→ **Exercise description**:
Reproduce every one of the entries below verbatim, leaving out the pictures.

→ **Data rows**:
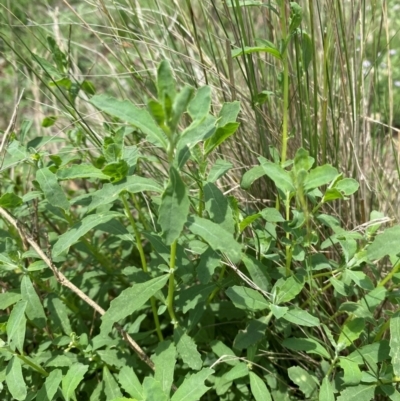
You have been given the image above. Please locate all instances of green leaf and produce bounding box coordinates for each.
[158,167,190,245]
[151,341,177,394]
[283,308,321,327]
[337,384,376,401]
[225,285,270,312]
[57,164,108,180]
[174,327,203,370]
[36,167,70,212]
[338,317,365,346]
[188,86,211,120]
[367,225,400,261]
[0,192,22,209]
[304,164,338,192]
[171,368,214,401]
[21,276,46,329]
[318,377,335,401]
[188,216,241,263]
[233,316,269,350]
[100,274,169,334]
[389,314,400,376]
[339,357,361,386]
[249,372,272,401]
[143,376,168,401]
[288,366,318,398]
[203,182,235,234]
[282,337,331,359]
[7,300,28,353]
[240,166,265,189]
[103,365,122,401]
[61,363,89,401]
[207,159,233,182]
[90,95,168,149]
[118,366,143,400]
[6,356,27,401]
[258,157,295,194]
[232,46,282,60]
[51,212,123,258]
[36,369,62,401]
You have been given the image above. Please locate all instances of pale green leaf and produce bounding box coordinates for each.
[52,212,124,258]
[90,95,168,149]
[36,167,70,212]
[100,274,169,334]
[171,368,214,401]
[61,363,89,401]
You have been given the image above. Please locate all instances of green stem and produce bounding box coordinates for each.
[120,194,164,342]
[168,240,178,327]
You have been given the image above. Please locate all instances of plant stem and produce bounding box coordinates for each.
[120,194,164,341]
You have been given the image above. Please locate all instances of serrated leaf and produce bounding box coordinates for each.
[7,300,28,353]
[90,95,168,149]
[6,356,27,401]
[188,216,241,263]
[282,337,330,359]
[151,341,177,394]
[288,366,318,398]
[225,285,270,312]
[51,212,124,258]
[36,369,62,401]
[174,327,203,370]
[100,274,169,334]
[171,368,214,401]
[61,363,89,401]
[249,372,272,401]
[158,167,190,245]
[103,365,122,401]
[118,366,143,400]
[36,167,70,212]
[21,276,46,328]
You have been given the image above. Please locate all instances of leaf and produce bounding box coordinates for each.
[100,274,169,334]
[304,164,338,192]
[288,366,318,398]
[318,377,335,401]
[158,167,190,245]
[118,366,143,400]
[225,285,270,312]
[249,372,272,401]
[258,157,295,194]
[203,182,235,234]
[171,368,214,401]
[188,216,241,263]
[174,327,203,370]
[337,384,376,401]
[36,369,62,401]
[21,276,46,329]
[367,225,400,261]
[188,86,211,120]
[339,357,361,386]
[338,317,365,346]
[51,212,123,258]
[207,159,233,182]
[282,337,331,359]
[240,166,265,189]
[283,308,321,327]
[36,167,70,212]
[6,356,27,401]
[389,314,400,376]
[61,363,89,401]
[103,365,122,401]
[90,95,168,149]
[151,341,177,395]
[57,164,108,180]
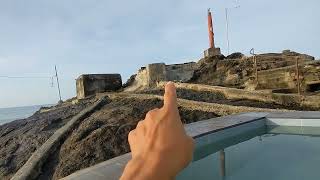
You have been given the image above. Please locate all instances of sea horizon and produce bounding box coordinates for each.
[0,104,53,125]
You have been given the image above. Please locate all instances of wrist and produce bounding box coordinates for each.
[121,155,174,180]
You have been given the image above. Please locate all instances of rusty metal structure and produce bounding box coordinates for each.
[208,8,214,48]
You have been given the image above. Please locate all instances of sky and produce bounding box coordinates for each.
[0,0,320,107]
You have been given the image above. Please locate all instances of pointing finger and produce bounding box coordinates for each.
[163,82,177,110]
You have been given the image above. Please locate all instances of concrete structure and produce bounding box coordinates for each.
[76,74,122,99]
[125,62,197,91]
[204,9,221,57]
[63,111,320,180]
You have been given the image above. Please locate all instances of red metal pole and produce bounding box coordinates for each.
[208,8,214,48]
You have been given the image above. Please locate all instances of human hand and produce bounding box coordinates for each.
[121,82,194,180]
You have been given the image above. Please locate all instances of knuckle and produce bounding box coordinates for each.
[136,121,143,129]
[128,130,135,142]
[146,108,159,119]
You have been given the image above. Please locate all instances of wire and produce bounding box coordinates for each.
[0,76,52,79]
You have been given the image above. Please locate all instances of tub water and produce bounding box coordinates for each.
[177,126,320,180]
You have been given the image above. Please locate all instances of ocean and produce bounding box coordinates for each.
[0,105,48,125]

→ **Output**:
You have been given the image above. Please locate all instances of green leaf and produce bounding box coordinates for each.
[158,167,190,245]
[151,341,177,394]
[283,308,321,327]
[337,384,376,401]
[225,285,270,312]
[57,164,108,180]
[174,327,203,370]
[36,167,70,212]
[338,317,365,346]
[188,86,211,120]
[367,225,400,261]
[0,192,22,209]
[304,164,338,192]
[171,368,214,401]
[21,276,46,329]
[318,377,335,401]
[188,216,241,263]
[233,316,269,350]
[100,274,169,334]
[389,314,400,376]
[339,357,361,386]
[249,372,272,401]
[143,376,168,401]
[288,366,318,398]
[203,182,235,234]
[282,337,331,359]
[7,300,28,353]
[240,166,265,189]
[103,365,122,401]
[61,363,89,401]
[207,159,233,182]
[90,95,168,149]
[118,366,143,400]
[6,356,27,401]
[258,157,295,194]
[232,46,282,60]
[51,212,123,258]
[36,369,62,401]
You have been given the image above. Please locate all instances of pale green leaf and produce bounding box coordinates for each.
[52,212,124,258]
[90,95,168,149]
[36,167,70,212]
[100,274,169,334]
[171,368,214,401]
[61,363,89,401]
You have been given the image above. Please locate all instances of green stem and produce bounding box coordinates for each.
[120,194,164,342]
[168,240,178,327]
You have been given the image above. Please locate all instances of plant stem and produce bounding box coordinates for each.
[120,194,164,341]
You have been given the image above. Please locate all instances of serrated leaf and produce bounding box coordinates for each.
[7,300,28,353]
[90,95,168,149]
[6,356,27,401]
[188,216,241,263]
[282,337,330,359]
[151,341,177,394]
[288,366,318,398]
[225,285,270,312]
[51,212,124,258]
[36,369,62,401]
[174,327,203,370]
[100,274,169,334]
[171,368,214,401]
[61,363,89,401]
[249,372,272,401]
[158,167,190,245]
[103,365,122,401]
[118,366,143,400]
[36,167,70,212]
[21,276,46,328]
You have been given the image above. Please locate all instances of leaf and produce bounding box coordinates for each.
[100,274,169,334]
[304,164,338,192]
[288,366,318,398]
[318,377,335,401]
[158,167,190,245]
[118,366,143,400]
[225,285,270,312]
[249,372,272,401]
[258,157,295,194]
[203,182,235,234]
[171,368,214,401]
[188,216,241,263]
[174,327,203,370]
[337,384,376,401]
[36,369,62,401]
[21,276,46,329]
[367,225,400,261]
[188,86,211,120]
[339,357,361,386]
[338,317,365,346]
[51,212,123,258]
[207,159,233,182]
[282,337,331,359]
[240,166,265,189]
[283,308,321,327]
[36,167,70,212]
[6,356,27,401]
[389,314,400,376]
[61,363,89,401]
[103,365,122,401]
[90,95,168,149]
[151,341,177,395]
[57,164,108,180]
You have been given the image above. Please locate all instances of sea horizon and produce bounding box coordinates for each.
[0,104,53,125]
You have been given the image above. Please locate all instances of wrist and produce bounding box coordinates for each.
[121,155,174,180]
You have been given the image above. Please locate all instances of rusty metal structure and produce bounding box coordinates for each.
[208,8,214,48]
You have been given the image above. Please locate all instances of sky and produce bounding box coordinates for each.
[0,0,320,107]
You have been given the image above. Please locate all instances of pointing finger and produce bounding box coordinates for each.
[163,82,177,110]
You have been given the image above. Please locate all instances of concrete structure and produce bounding box coordinates for each.
[76,74,122,99]
[125,62,197,91]
[204,9,221,57]
[63,111,320,180]
You have been given the image above. Please locate all instances of red metal pole and produce bounding box coordinates for each.
[208,8,214,48]
You have been given the image above. Please locate all instances of human hand and produce bounding box coordinates for each.
[121,82,194,180]
You have been given the image above. Please locate all instances of knuckle and produce bounding box coordinates for each.
[136,121,143,129]
[128,130,135,142]
[146,108,159,119]
You have been given the image above. Please locate all instances of wire and produce bounding box coordinates for each.
[0,76,52,79]
You have been given the image above. Please locate all instances of tub water and produce bounding box coordinates for each.
[177,126,320,180]
You have been given the image above. Please locate all instances of ocean and produce bounding box coordinates for each.
[0,105,48,125]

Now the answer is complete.